Enter your sequence one base at a time.
(enter)
Sequence is 0 bases long!

As soon as the user enters an invalid character, our program should display an error message and exit using exit(). Invalid characters include lowercase a/g/c/t, and all other characters:

Enter your sequence one base at a time.
A
G
T
C
k
k isn't a valid nucleotide!

Writing the code

This week, we'll be requiring that you complete a couple of key functions, along with achieving the output that you need. If you get the right output but don't use the functions, you will lose points!

The required functions are:

  • is_valid(base): expects one string input and returns True if the input value, base, is a valid base (A/C/G/T) and False for anything else.
  • gc_percent(gc, total): expects two integer inputs, the number of bases which are G or C and the total number of bases in the sequence, and returns a float percentage (between 0 and 100) representing the GC content of the sequence.

    For example, gc_percent(3,8) should return 37.5 (not 0.375).

You may implement other functions as you wish, but these two functions must be implemented exactly!

Step 1: Input

Begin by implementing and testing the is_valid(base) function - greet the user with the prompt, and enter a loop where you're continually getting user input and outputting whether it's valid or not:

Enter your sequence one base at a time.
A
True
G
True
k
False
T
True
C
True

Next, remove your testing output and start storing your input bases. Change your loop condition to detect when the user hits Enter without typing a base, and display the full sequence:

Enter your sequence one base at a time.
A
G
T
C
(enter)
DNA Sequence: AGTC

This might also be a good time to use your new is_valid(base) function to do some of the user input checking described above.

Step 2: Analysis

Now, implement your gc_content(gc,total) function. The function's contents are pretty straightforward, but calculating its input values will require a little more implementation on your part.

This testing output (don't include this in your final program) might give you a hint, if you need one:

Enter your sequence one base at a time.
A
GC: 0
G
GC: 1
T
GC: 1
C
GC: 2
(enter)
DNA Sequence: AGTC
GC Content: 50.0%

Commenting your code

As with the previous assignment, some of your program points will come from commenting your code.

In addition to our file header from the previous section, add a 1-2 sentence description of the program and its function to the top of your code. For example, a good description comment for the triangles.py program from lab 1 might be something like:

########################################################################
#
# Lab 1: Heronian Triangles
#
# ======================================================================
#
# This program implements a formula for calculating the area of a triangle
# given its side lengths. Additionally, it will check whether the triangle 
# qualifies as "Heronian"; that is, the sides and area are all integers.

Material supplied:
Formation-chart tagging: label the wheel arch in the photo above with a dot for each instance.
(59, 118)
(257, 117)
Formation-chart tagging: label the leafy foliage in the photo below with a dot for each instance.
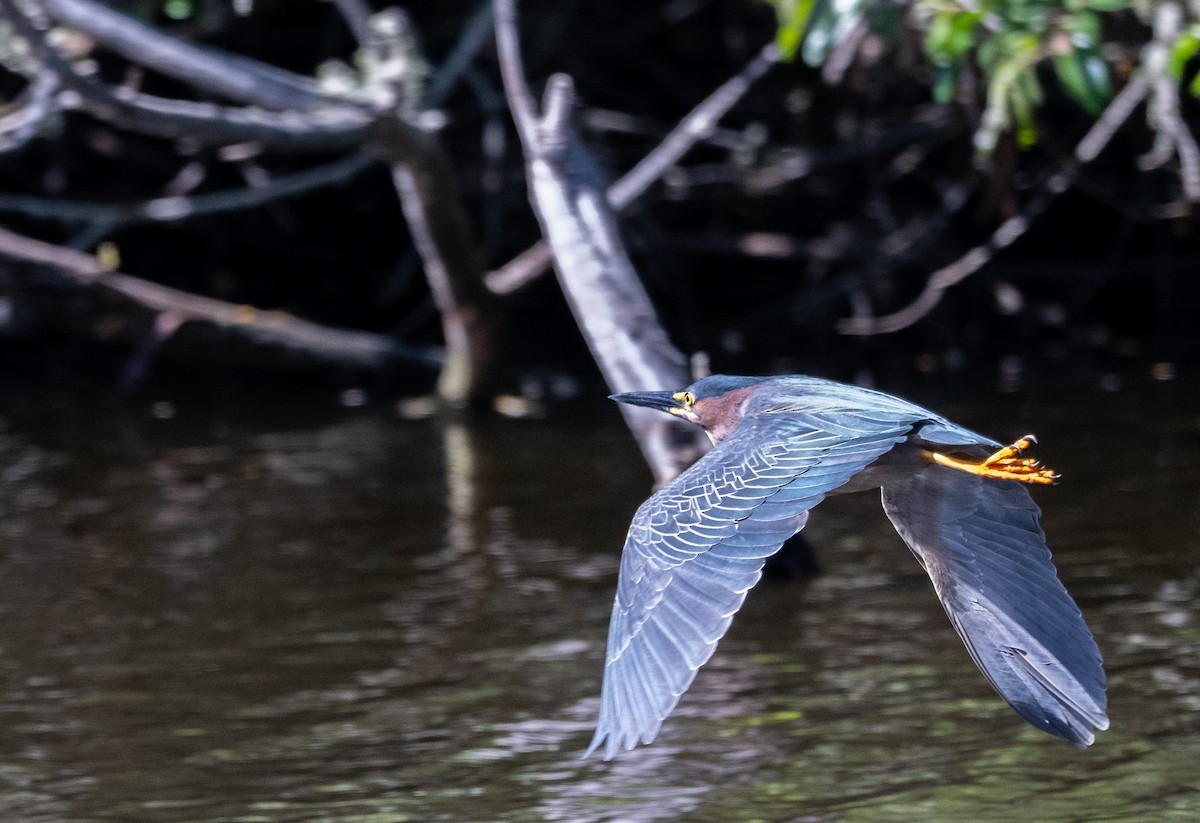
(1005, 41)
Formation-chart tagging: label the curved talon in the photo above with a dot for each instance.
(1003, 464)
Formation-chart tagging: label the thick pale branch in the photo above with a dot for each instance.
(610, 304)
(695, 127)
(210, 70)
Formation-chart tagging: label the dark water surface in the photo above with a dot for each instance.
(267, 617)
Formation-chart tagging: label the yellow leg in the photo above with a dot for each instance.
(1005, 464)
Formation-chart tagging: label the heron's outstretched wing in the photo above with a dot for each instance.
(981, 542)
(696, 547)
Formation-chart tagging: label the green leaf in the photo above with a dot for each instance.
(951, 36)
(1182, 50)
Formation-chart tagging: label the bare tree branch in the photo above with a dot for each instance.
(946, 277)
(610, 305)
(277, 329)
(327, 127)
(217, 72)
(169, 209)
(34, 107)
(695, 127)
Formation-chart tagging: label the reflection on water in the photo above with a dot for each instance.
(365, 619)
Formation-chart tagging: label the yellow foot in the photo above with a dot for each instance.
(1005, 464)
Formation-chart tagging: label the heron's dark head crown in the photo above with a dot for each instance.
(713, 402)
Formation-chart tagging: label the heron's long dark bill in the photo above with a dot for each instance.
(663, 401)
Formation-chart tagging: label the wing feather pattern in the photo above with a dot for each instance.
(697, 546)
(982, 545)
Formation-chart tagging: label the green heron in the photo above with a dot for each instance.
(959, 500)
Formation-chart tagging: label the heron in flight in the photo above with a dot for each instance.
(960, 502)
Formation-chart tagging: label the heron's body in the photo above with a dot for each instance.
(781, 445)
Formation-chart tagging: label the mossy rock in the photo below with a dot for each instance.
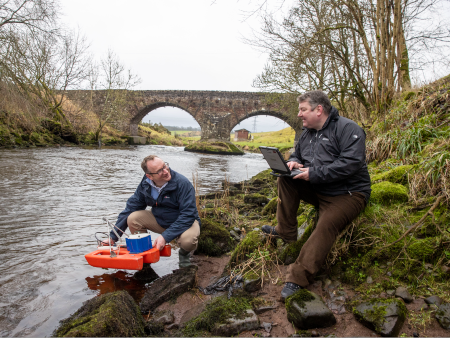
(290, 253)
(249, 244)
(396, 175)
(423, 249)
(109, 315)
(257, 199)
(385, 316)
(271, 207)
(221, 148)
(217, 312)
(214, 239)
(387, 193)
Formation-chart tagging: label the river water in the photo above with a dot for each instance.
(52, 201)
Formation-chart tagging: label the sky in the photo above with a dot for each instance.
(176, 45)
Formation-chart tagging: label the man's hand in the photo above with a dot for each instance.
(304, 175)
(107, 242)
(294, 165)
(160, 243)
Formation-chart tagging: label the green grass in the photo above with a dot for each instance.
(281, 139)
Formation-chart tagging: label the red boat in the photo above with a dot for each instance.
(123, 259)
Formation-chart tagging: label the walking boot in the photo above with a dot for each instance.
(184, 257)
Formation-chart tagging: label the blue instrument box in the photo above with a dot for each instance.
(138, 243)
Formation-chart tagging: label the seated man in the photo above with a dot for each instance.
(331, 150)
(174, 211)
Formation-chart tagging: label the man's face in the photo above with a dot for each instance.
(157, 165)
(311, 117)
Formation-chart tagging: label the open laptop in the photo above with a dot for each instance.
(277, 163)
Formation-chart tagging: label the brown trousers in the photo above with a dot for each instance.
(335, 213)
(143, 220)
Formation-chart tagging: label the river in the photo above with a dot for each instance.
(52, 201)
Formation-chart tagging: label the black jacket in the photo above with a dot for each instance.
(336, 156)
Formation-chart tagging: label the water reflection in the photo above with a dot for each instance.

Set of tasks:
- 1) List every section heading in the GC content assignment.
- 2) Please copy the GC content assignment word for word, from "As with the" to "are all integers.".
- 3) According to the GC content assignment, what value should gc_percent(3,8) return?

Responses per task:
- 1)
Writing the code
Step 1: Input
Step 2: Analysis
Commenting your code

- 2)
As with the previous assignment, some of your program points will come from commenting your code.

In addition to our file header from the previous section, add a 1-2 sentence description of the program and its function to the top of your code. For example, a good description comment for the triangles.py program from lab 1 might be something like:

########################################################################
#
# Lab 1: Heronian Triangles
#
# ======================================================================
#
# This program implements a formula for calculating the area of a triangle
# given its side lengths. Additionally, it will check whether the triangle 
# qualifies as "Heronian"; that is, the sides and area are all integers.

- 3) It should return 37.5, not 0.375.